=== Provided passage ===

Towards Massive On-Chain Scaling: Block Propagation Results With Xthin

Part 4 of 5: Fewer bytes are required to communicate a Xthin block

By Andrew Clifford, Peter R. Rizun, Andrea Suisani (@sickpig), Andrew Stone and Peter Tschipper. With special thanks to Jihan Wu from AntPool for the block source and to @cypherdoc and our other generous donors for the funds to pay for our nodes in Mainland China.

Note to readers: If you missed Part 3, you can read about the effect of the Great Firewall of China on block propagation times here.

In this post, we complete our analysis of the experimental data by investigating the number of bytes required to propagate Xthin blocks compared to standard blocks.

Fig. 1. Using the Xthin propagation technique cuts the number of bytes required by a factor of 24.

The main result is simple: on average, 42 kB are required to communicate a 1 MB block using Xthin, thereby cutting the bandwidth required for block propagation by a factor of 24 (1000 kB /42 kB).

The remainder of this post explores the relevant data in more detail. We begin by showing that while the Xthin technique considerably reduced the number of bytes required, the presence of the GFC did not change the average compression in a measurable way.

Statistics and Analysis of Variance

The table below shows the mean, median and 95th-percentile for the number of bytes used to propagate blocks for each bin. All blocks had an uncompressed size between 900 kB and 1 MB and the mean size of the uncompressed blocks in each bin was 0.99 MB.

Table 1. Statistics on the number of kilobytes used to communicate a block.

Records from a dataset
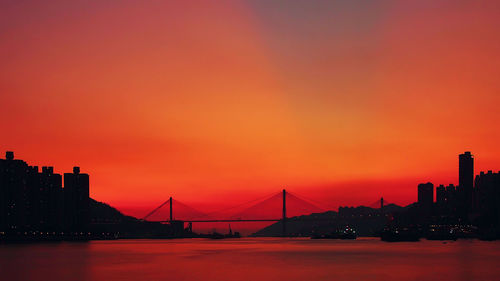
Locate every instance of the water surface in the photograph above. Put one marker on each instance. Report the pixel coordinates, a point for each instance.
(252, 259)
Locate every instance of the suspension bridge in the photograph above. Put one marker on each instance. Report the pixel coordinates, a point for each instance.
(263, 209)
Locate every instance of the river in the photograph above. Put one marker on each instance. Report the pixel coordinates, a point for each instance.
(252, 259)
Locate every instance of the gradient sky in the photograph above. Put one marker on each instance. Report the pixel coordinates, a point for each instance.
(218, 102)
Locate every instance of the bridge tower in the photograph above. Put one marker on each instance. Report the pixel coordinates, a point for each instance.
(171, 217)
(284, 214)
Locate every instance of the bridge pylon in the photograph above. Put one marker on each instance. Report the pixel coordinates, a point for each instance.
(284, 214)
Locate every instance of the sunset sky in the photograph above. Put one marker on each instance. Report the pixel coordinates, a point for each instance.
(219, 102)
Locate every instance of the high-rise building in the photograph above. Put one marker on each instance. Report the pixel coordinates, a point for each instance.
(487, 191)
(466, 180)
(426, 197)
(31, 201)
(76, 200)
(441, 195)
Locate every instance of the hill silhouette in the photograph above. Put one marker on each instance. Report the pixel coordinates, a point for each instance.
(365, 220)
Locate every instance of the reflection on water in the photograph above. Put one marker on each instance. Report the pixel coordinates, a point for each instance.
(252, 259)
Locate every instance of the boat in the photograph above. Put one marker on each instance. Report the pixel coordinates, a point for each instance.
(347, 233)
(400, 235)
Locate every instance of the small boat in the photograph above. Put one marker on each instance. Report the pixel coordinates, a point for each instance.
(400, 235)
(347, 233)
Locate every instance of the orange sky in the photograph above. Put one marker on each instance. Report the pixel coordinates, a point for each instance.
(219, 102)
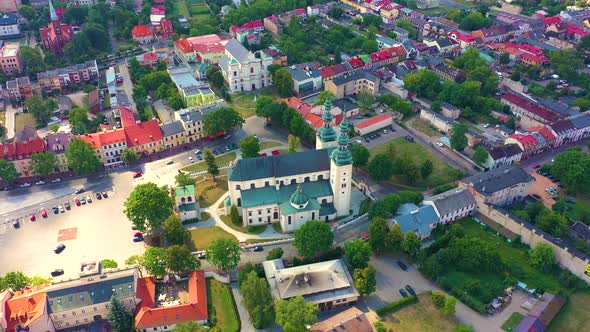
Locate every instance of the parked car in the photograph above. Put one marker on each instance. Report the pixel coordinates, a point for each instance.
(60, 247)
(403, 292)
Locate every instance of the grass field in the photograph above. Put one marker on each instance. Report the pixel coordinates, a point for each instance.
(574, 316)
(512, 322)
(400, 148)
(422, 316)
(209, 191)
(222, 310)
(202, 238)
(255, 229)
(222, 160)
(23, 119)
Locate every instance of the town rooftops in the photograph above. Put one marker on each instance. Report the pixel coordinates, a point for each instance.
(498, 179)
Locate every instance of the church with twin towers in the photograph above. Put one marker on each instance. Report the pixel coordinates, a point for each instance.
(294, 188)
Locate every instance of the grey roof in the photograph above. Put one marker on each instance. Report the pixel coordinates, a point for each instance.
(497, 179)
(452, 200)
(281, 165)
(237, 50)
(172, 128)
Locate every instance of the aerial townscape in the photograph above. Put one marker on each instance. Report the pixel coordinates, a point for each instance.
(290, 165)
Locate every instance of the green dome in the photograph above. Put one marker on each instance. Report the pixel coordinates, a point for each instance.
(299, 197)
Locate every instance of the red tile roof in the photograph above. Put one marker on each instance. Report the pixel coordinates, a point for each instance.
(141, 31)
(143, 133)
(373, 121)
(147, 316)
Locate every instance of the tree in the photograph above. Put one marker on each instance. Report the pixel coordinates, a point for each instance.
(365, 280)
(154, 261)
(148, 206)
(224, 254)
(109, 263)
(7, 170)
(381, 167)
(190, 326)
(250, 147)
(378, 230)
(543, 257)
(480, 155)
(411, 244)
(360, 155)
(294, 143)
(119, 317)
(258, 300)
(313, 237)
(129, 155)
(283, 82)
(358, 253)
(294, 314)
(426, 168)
(179, 259)
(211, 162)
(458, 138)
(275, 253)
(81, 157)
(175, 233)
(449, 306)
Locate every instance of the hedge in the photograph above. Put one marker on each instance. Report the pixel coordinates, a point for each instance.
(394, 306)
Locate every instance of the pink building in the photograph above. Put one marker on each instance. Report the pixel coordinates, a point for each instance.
(10, 59)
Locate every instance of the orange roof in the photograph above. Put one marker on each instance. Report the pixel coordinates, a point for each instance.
(372, 121)
(147, 316)
(26, 307)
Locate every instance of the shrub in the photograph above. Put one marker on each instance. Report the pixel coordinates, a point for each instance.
(394, 306)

=== Request ===
Resume the Xthin block propagation article after its last line, "Table 1. Statistics on the number of kilobytes used to communicate a block." The data are not needed.

=== Output for this task ===
The use of Xthin resulted in significant bandwidth savings (41.3 and 42.6 kB compared to 0.99 MB), and it appears the GFC may have produced a small effect as well. Xthin blocks transmitted over the normal P2P network used 3% fewer bytes than Xthin blocks transmitted through the GFC. To determine whether this was statistically significant, we again performed a 2x2 full-factorial ANOVA, this time on the bandwidth data.

The p-value for the effect of Xthin was significant (p=3 x 10^-8796) however the p-value for the effect of the GFC was not (p=0.4). We can reject the null hypothesis with respect to Xthin’s effect (Xthin does reduce bandwidth requirements [obviously]); however, we cannot do the same with respect to the GFC’s effect (there is insufficient data to determine whether or not the GFC affects the average compression).

Because there was no statitically-significant difference between bins 2 and 4 with respect to compression, the remainder of this post analyzes all of the Xthin data (i.e., bins 2 and 4) together.

Bloom filter and thin block histograms

A smoothed histogram for the number of bytes required to propagate a Xthin block is shown below, along with histograms for its two constituent components: the thin block (including the the missing transactions) and the Bloom filter. Note that the horizontal axis is shown on a logarithmic scale in order to capture the full domain of data.

Fig. 2. Histogram of Bloom filter size, thin block size (including missing transactions) and total size (Bloom filter + thin block). Bins 2 and 4 combined; N=6685.

Box-and-Whisker plots

Box-and-whisker plots reveals the occasional outlier that required signficantly more than 42 kB to communicate. In all cases, this was due to a “thick” thin block and never due to a large Bloom filter.

Fig. 3. Box-and-whisker charts of Bloom filter size, thin block size (including missing transactions) and total size (Bloom filter + thin block).

Do the Bloom filters make a difference?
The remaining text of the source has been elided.